======== Dataset excerpts ========

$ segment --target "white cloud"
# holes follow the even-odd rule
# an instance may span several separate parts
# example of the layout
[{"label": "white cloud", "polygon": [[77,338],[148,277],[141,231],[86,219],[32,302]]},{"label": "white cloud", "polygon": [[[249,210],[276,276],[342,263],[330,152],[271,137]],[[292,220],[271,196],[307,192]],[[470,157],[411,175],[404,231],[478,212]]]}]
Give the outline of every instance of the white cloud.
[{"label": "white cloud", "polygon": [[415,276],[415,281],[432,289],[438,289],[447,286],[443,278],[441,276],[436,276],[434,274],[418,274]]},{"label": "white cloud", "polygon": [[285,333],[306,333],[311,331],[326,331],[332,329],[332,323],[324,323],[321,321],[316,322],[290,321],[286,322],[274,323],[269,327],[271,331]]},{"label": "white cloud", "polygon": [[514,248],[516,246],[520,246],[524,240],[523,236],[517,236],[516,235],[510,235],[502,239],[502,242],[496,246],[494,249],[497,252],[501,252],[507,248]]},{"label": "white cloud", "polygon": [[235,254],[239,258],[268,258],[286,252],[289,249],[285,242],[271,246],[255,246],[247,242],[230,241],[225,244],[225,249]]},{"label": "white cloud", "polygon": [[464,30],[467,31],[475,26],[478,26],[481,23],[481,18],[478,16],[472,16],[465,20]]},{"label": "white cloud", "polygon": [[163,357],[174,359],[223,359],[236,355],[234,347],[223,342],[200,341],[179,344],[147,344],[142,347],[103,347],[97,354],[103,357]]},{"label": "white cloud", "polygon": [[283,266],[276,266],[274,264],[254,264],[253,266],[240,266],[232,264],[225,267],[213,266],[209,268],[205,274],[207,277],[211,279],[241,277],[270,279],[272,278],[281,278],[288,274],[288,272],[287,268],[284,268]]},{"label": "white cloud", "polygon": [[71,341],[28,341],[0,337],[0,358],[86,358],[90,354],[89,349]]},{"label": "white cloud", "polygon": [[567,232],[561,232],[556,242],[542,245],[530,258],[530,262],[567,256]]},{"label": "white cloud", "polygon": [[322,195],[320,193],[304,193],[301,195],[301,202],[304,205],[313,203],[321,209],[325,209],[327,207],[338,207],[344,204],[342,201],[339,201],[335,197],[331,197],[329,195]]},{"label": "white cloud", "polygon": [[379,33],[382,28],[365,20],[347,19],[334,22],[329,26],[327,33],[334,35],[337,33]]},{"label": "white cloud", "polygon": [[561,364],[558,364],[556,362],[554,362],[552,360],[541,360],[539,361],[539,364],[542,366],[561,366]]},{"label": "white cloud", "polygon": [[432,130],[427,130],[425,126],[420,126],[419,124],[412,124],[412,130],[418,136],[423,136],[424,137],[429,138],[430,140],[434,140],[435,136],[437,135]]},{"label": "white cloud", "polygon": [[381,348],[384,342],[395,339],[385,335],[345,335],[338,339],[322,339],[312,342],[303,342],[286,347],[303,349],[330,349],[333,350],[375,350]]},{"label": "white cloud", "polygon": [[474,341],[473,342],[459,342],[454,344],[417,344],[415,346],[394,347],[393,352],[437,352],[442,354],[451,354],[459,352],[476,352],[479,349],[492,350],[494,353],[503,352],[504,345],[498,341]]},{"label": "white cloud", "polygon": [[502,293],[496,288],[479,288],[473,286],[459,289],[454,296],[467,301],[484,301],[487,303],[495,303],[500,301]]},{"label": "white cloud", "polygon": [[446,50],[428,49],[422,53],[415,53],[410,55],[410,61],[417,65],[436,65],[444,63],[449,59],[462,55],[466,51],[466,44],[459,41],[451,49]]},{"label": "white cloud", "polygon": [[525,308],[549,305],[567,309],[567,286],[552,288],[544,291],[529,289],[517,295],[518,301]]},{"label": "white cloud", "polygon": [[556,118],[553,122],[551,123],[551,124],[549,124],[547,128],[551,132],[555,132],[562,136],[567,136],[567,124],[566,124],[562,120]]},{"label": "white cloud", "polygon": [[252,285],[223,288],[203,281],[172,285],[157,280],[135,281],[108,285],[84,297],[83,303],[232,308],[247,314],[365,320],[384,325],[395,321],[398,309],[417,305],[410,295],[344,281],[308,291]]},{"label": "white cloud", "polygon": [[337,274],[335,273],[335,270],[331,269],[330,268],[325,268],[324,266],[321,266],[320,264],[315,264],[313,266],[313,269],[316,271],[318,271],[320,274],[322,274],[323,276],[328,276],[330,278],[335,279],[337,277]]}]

========

■ Task requirements ■
Reproduce the rows word for word, from the first line down to and including the line that contains "Give the outline".

■ Problem solution ■
$ segment --target "white cloud"
# holes follow the even-odd rule
# an instance may span several separate parts
# example of the layout
[{"label": "white cloud", "polygon": [[77,338],[148,277],[141,231],[86,219],[32,302]]},{"label": "white cloud", "polygon": [[[249,210],[276,276],[342,263],[330,152],[271,137]],[[292,220],[271,196],[307,192]],[[470,157],[411,175],[404,231],[478,212]]]}]
Give the outline of every instance of the white cloud.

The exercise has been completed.